# PROBLEM:
From the passage on cloned tadpole embryos, extract the text between "Professor Gurden says" and "says Mr. Gurden.", inclusive, copying it word for word.

# EXCERPTED PASSAGE:

============

Researchers at Wellcome Cancer Research Institute in Cambridge worked with cloned embryos made from tadpole intestines. Senior researcher John Gurden says the tiny balls of cells began to look irregular almost from the start. These embryos will normally die within 24 hours because they are very abnormal from the start," he says.
Professor Gurden says researchers took healthy cells from the ill-fated embryos and grafted them on to normal frog embryos, much the same way that gardeners graft tree limbs. Investigators also marked the cells from the cloned embryos with a fluorescent tag so they see what would happen.
What occurred were cells from the abnormal embryos, with a little coaxing, became muscle tissue within the fabric of the growing frog embryos. Although the cloned embryo would have died, you can salvage from it not only living cells but cells that have a… substantial prospect of differentiating normally into things like muscle and skin. And also we showed they lived for a very long time, a hundred days or more, says Mr. Gurden.

============

# RECORDED INFORMATION:
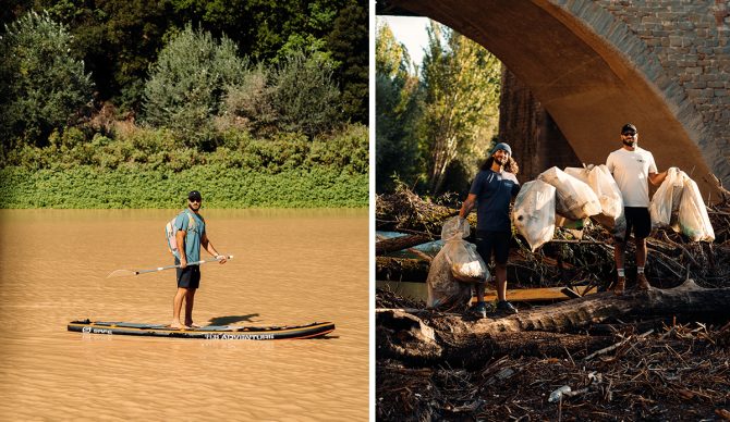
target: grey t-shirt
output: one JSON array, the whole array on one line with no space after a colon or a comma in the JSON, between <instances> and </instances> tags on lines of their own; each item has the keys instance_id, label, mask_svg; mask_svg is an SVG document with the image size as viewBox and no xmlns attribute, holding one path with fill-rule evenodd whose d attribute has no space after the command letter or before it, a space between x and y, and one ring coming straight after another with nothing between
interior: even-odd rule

============

# REPLY:
Professor Gurden says researchers took healthy cells from the ill-fated embryos and grafted them on to normal frog embryos, much the same way that gardeners graft tree limbs. Investigators also marked the cells from the cloned embryos with a fluorescent tag so they see what would happen.
What occurred were cells from the abnormal embryos, with a little coaxing, became muscle tissue within the fabric of the growing frog embryos. Although the cloned embryo would have died, you can salvage from it not only living cells but cells that have a… substantial prospect of differentiating normally into things like muscle and skin. And also we showed they lived for a very long time, a hundred days or more, says Mr. Gurden.